[Work item A] Can you condense the paragraph in the pancreatic cancer gene expression extract that begins "For GO analysis" into a short list that keeps its main facts?
[Work item B] Could you resume the pancreatic cancer gene expression extract, picking up right after its last sentence?

[Extract to read]
As mesenchymal components of the samples would confuse the results of gene expressions in tumor cells, a verification step in cell lines of pancreatic cancer was carried out. 27 out of 40 up-regulated H-DEGs and 2 out of 11 down-regulated H-DEGs in previous step were verified (figure 3A and 3B). The finally generated H-DEGs were presented by heat plot (figure 3C). The expressing profiles of all cell lines were available in Supplementary table 2.
GO and KEGG pathway enrichment of DEGs
For GO analysis (table 2), negative regulation of blood coagulation, negative regulation of hemostasis, alcohol metabolic process and so on were the enrichment results of BP (figure 4A). Collagen-containing extracellular matrix, endoplasmic reticulum lumen, chylomicron and so on were the enrichment results of CC (figure 4B). Carboxylic acid binding, sulfur compound binding, vitamin binding and so on were the enrichment results of MF (figure 4C).

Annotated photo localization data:

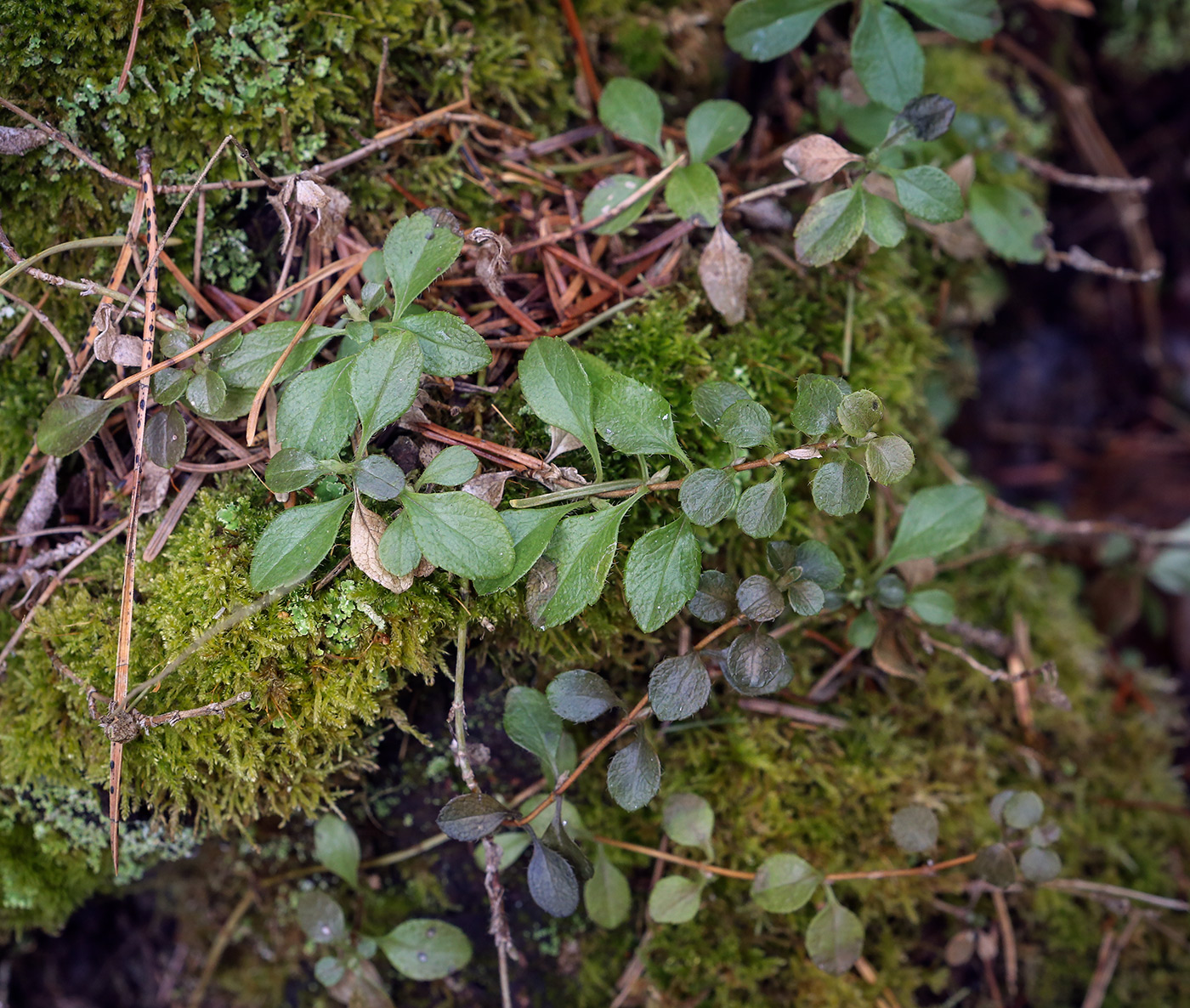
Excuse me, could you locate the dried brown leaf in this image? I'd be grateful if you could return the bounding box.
[783,133,863,182]
[459,469,513,507]
[735,196,794,231]
[699,224,752,325]
[0,126,50,155]
[351,500,413,595]
[545,423,583,462]
[309,182,351,255]
[17,455,62,549]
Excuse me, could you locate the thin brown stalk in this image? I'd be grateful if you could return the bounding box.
[108,148,157,875]
[104,251,371,399]
[116,0,145,94]
[244,252,368,446]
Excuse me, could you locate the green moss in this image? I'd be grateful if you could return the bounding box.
[0,479,513,830]
[575,558,1190,1008]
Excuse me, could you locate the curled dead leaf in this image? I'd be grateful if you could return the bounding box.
[699,224,752,325]
[782,133,863,182]
[137,458,169,514]
[946,154,975,197]
[459,469,513,507]
[467,227,512,297]
[351,500,416,595]
[17,455,62,549]
[0,126,50,155]
[545,423,583,462]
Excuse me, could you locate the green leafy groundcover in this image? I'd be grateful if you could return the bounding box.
[0,9,1190,1008]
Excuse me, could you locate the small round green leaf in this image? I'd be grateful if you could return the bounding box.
[723,630,794,696]
[598,77,664,157]
[789,375,851,438]
[545,669,624,723]
[735,470,785,539]
[401,490,517,579]
[145,407,185,469]
[314,955,345,987]
[607,728,661,812]
[892,164,963,224]
[752,854,822,914]
[185,368,227,416]
[649,875,702,924]
[851,3,926,112]
[836,388,884,438]
[685,570,735,622]
[896,93,961,140]
[473,833,533,871]
[438,794,512,842]
[314,815,360,889]
[37,395,126,458]
[874,574,904,609]
[381,509,422,577]
[847,609,881,648]
[661,793,715,857]
[864,434,914,487]
[583,175,649,235]
[806,890,864,976]
[691,382,750,428]
[970,184,1046,263]
[1002,791,1045,830]
[685,99,752,163]
[971,844,1017,889]
[723,0,838,62]
[677,469,735,526]
[905,588,955,626]
[789,577,826,616]
[892,805,938,854]
[794,539,844,592]
[356,455,405,501]
[794,185,864,267]
[152,368,190,405]
[583,844,632,928]
[1021,847,1062,884]
[503,686,563,775]
[812,458,868,518]
[298,889,348,943]
[249,495,352,592]
[735,574,785,622]
[864,190,905,249]
[376,918,471,981]
[649,651,711,722]
[884,485,988,567]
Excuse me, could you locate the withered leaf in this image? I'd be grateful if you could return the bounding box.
[459,469,513,507]
[783,133,863,182]
[545,423,583,462]
[699,224,752,325]
[0,126,50,154]
[351,500,413,595]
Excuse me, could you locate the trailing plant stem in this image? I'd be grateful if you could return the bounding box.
[592,835,976,883]
[508,607,745,826]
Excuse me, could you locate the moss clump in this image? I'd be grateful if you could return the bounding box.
[0,479,513,830]
[0,783,199,937]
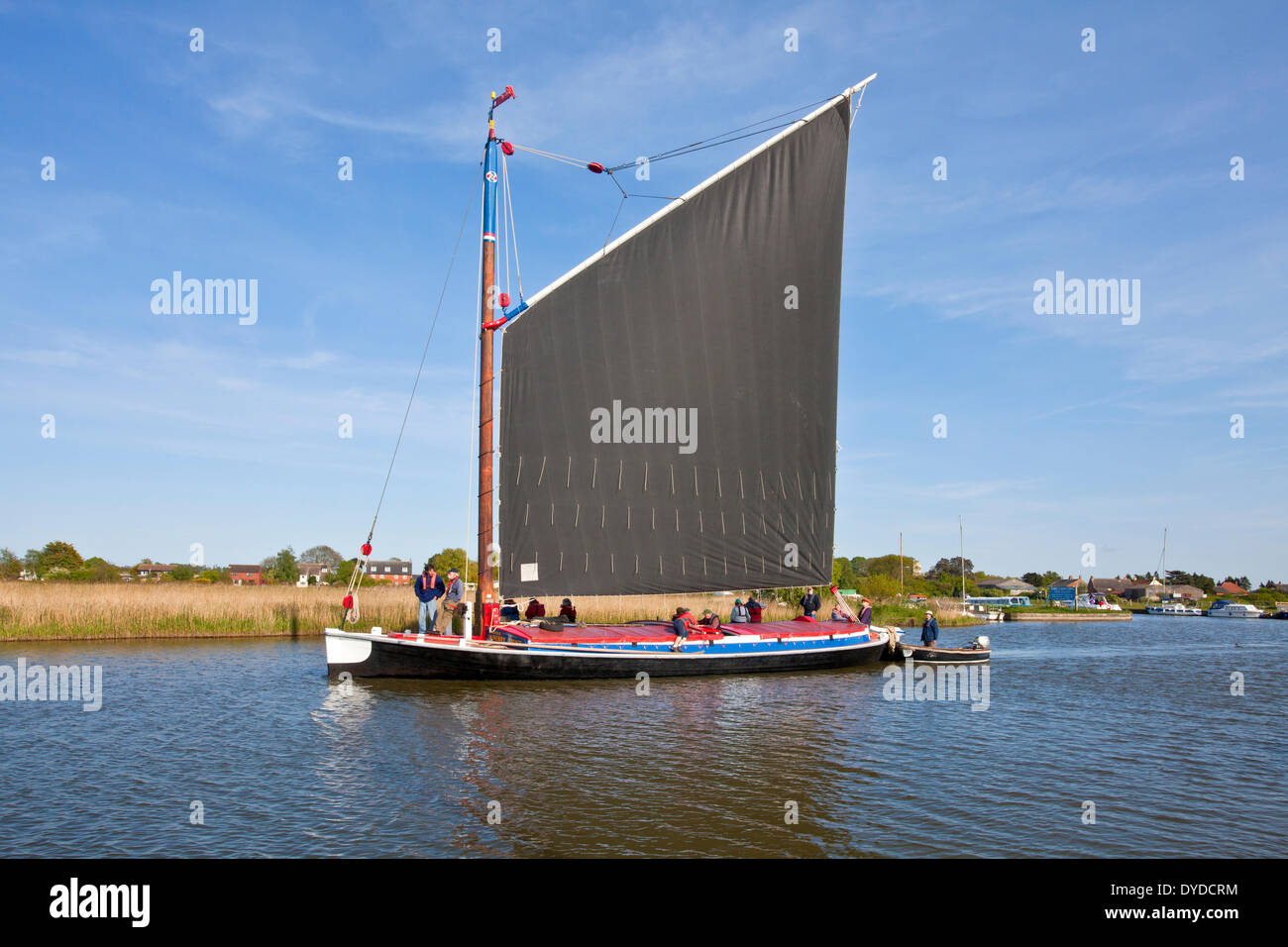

[Written response A]
GO analysis (table 2) enrichment results:
- BP (figure 4A): negative regulation of blood coagulation, negative regulation of hemostasis, alcohol metabolic process, and others
- CC (figure 4B): collagen-containing extracellular matrix, endoplasmic reticulum lumen, chylomicron, and others
- MF (figure 4C): carboxylic acid binding, sulfur compound binding, vitamin binding, and others

[Written response B]
Complement and coagulation cascades, Arginine and proline metabolism, Steroid biosynthesis, and alanine, aspartate and glutamate metabolism were the enrichment results of KEGG pathway (table 4). The corresponding p values and H-DEGs in each KEGG pathway were presented (figure 4D and 4E).
Prognostic DEGs
For cox proportional hazards regression analysis, genes with HR>1 were considered as factors promoting tumor progression, while genes with HR<1 were considered as factors preventing tumor progression. 18 out of 27 up-regulated H-DEGs were found HR>1, while none of 2 down-regulated H-DEGs was found HR<1. Over-expressions of MARCO and PCSK6 among the 18 H-DEGs (HR>1) were both significantly associated with decreased overall survivals (p=0.046 and P=0.013). Further analysis showed that MARCO and PCSK6 were both significantly correlated with TNM stages (figure 5).
PPI networks and orthotopic expressions of candidate DEGs
MARCO and PCSK6 were chosen as candidate DEGs to generate PPI networks through String and visualized by cytoscape (figure 6A). The PPI network of MARCO consisted of 11 nodes and 38 edges and the PPI network of PCSK6 consisted of 11 nodes and 16 edges. Each node represented a protein that would interact with MARCO or PCSK6.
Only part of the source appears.